_SOURCE TEXT_:
So my point: Yes, be very careful of comparing apples with pears but do not throw away all of the useful information just because they are apples and pears – they are still both fruit!
In the article, and this is the image attached, the author shows a hypothetical graph of the dangers of comparing apples and pears and also rhubarb (obviously not a fruit).
If you look at his fruit and rhubarb charts, yes each curve has different ordinate to co-ordinate scales but the shapes of the curves are very similar and if we had the rest of the year data, they might be identical! Different in scale but identical in shape. And that is what the country to country COVID-19 analysis is all about – the characteristics not the scale. No one is saying (from papers I am reading, anyway) for example, that because the peak death rate in country A is X, country B should have the same rate. Or, because in country C it was 8 weeks between start of cases to peak it must be 8 weeks in country D. The five/six reasons he lists put pay to that.
I do not think analysts of value are doing this sort of comparison as he is suggesting between countries with the COVID-19 data – the mainstream media might but I am trying to avoid those so cannot say for sure.
But the shapes of the curves are useful and comparing countries is useful. Let me give two examples.
Sweden have chosen a very different approach to full lockdown. So here is a question: has that choice made a difference to outcomes. There is not another Sweden that chose another route with which to perform a direct comparison and that would be the only true valid comparison, again because of the six reasons he gives: You can only compare the absolute numbers in countries where all other factors are the same. But, here is the statistically important point (and I am going to quote Malcolm Kendrick, who has much discussed mis-use of statistics in medicine): “Association does not prove causation but lack of association does dis-prove causation”.
So, here is the test: If lockdown made a difference, there would be a difference in the shape of the curves between Sweden and a country that did implement lockdown. BUT even if there were a difference in the shape of the curves, that would not prove that lockdown caused the difference, it could be due to something else that is also different between those two compared countries (again going back to his list of six points). Taking the Kendrick point though, if there was no difference in the curves in the comparison, then you have DIS-proven the theory that lockdown makes a difference. Comparing the curves is useful.

_EXERCISE BRIEF_: Copy the passage on comparing COVID-19 curves word for word, starting with "So my point: Yes, be" and going on through "not a fruit).". The entries that follow come from a different source than the text above.

_DATA EXTRACT_:
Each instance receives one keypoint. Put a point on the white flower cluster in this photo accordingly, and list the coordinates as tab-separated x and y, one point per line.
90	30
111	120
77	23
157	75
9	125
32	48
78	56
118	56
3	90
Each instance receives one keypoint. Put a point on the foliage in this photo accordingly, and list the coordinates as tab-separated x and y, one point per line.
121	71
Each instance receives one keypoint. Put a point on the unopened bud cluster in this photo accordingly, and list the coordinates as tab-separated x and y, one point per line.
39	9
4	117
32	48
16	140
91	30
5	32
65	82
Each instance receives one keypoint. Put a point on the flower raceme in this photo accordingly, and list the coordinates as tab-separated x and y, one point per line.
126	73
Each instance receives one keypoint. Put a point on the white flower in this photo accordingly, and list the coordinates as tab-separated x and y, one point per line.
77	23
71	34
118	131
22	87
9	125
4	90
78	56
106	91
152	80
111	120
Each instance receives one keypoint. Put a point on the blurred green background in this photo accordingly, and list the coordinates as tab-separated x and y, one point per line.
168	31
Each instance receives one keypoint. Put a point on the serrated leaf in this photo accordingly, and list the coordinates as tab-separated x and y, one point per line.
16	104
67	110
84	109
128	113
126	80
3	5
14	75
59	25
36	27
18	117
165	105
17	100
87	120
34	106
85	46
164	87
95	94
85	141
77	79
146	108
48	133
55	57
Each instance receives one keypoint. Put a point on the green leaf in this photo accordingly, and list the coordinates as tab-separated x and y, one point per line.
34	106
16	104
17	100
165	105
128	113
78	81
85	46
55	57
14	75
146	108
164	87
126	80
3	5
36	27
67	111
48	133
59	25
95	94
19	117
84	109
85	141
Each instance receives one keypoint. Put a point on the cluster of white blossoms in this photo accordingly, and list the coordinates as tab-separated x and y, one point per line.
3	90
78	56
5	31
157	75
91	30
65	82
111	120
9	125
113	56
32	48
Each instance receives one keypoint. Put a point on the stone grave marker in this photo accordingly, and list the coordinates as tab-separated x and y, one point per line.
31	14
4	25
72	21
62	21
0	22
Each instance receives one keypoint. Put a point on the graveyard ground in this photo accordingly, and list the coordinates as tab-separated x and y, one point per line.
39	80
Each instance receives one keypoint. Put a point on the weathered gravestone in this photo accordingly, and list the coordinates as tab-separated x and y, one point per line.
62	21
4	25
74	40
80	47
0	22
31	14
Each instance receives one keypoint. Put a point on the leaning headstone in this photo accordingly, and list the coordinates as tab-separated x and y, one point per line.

_RESPONSE TO THE EXERCISE_:
So my point: Yes, be very careful of comparing apples with pears but do not throw away all of the useful information just because they are apples and pears – they are still both fruit!
In the article, and this is the image attached, the author shows a hypothetical graph of the dangers of comparing apples and pears and also rhubarb (obviously not a fruit).